[Brief 1]: In the profile of Chick and her horses, why does Chick take Peppy to a neighbor's arena to train?
[Brief 2]: Carry on the profile of Chick and her horses from its last sentence.
Start of Text block
Chick says that even though she’s 78, she is still striving to learn new things herself, and train her horses in new ways. She doesn’t stop, not really.

“I had breast cancer this year, so I took a week off in May,” she said. It’s something that isn’t necessarily easy for her to talk about, but she has survived.

“Going through this radiation for breast cancer and stuff,” she said. “I had the best doctors at the cancer clinic over there {at Sierra View District Hospital]. Each time they saw something new it was like a black hole to me. But they got me through it. I have been blessed.”

And as a survivor, she is focused on the future.

“I am hoping to continue with the reining,” she said. Chick takes Peppy to train at a neighbor’s arena because it has better soil.

“I take Peppy over and do some of these patterns, and I want to slide her — that will be better sliding — and get our spins better. Once she gets that and I get my head together and remember the patterns, she will be something to be reckoned with.”

According to Chick, this was her focus, her horses and Cerniga’s Arabian Farm. Everything else was “filler.”



Cerniga’s Arabian Farm

“We’ve had some good horses. We’ve raised and bred most of them, and I’ve done the training on most of them,” Chick said.
End of Text block
Start of Given information
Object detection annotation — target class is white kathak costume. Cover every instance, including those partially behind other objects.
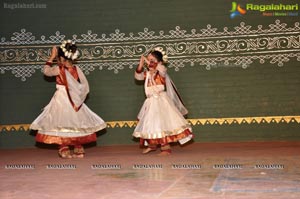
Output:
[30,65,106,145]
[133,64,193,146]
End of Given information
[Response box 1]: She takes Peppy there because the neighbor's arena has better soil. On that ground she can work on the reining patterns and slide Peppy, which she says will give better sliding, and improve their spins.

[Response box 2]:
At least seven of her horses have been trained for driving, and Ray pointed out that it’s a good place to start with them, as it gives the horses a different mind set, and is better for the Arabians in some ways because they can’t carry the weight of certain riders.

The first horse she ever personally owned was a Palomino quarter mare, at three months old, which she trained to do a number of things. Pride’s abilities became the template by which she trained her Arabians later on. She often rode Pride in parades in Porterville, and trained her in a common equestrian class, “driving”, using a 1897 roadster buggy.

She very nearly had to sell Pride, because she of an almost-repeat of the horrible accident she had.

“This one day I went to ride her, and she was going to take off, just like what happened with my accident, and I had to two-hand her,” Chick said. “I had to sell her and I couldn’t. I went home and told my father. He said give me a week, and it was the worst thing.”

Her father did manage to calm her horse down, and she kept riding. Eventually she met Ray. They dated for a while and then broke up when he moved out to California. They came back together and, at that time, married. It was Ray who bought her the first Arabian horse she had, a stallion who died because of a bad reaction to medication he was given.

It wasn’t long before Chick saw another Arabian, a colt, in a paddock, which she “followed for a year” she said. Once he was sold to a man in Bakersfield, Chick insisted on going down there and buying him.

“Three year’s later he went national top 10 in native costume, pleasure driving, and qualified in English pleasure and halter. He was really great. We brought him home and he walked around the stall acting like he was home,” Chick said.


Chick remembers that horse, Waukena Ferzi, with a great deal of emotion. He had a very long stride, and was always a good competitor, able to win even if he was up against thirty or more competing horses and riders. She remembers that a man who owned race horses in Arizona tried to purchase Ferzi. But Chick knew not to let him go.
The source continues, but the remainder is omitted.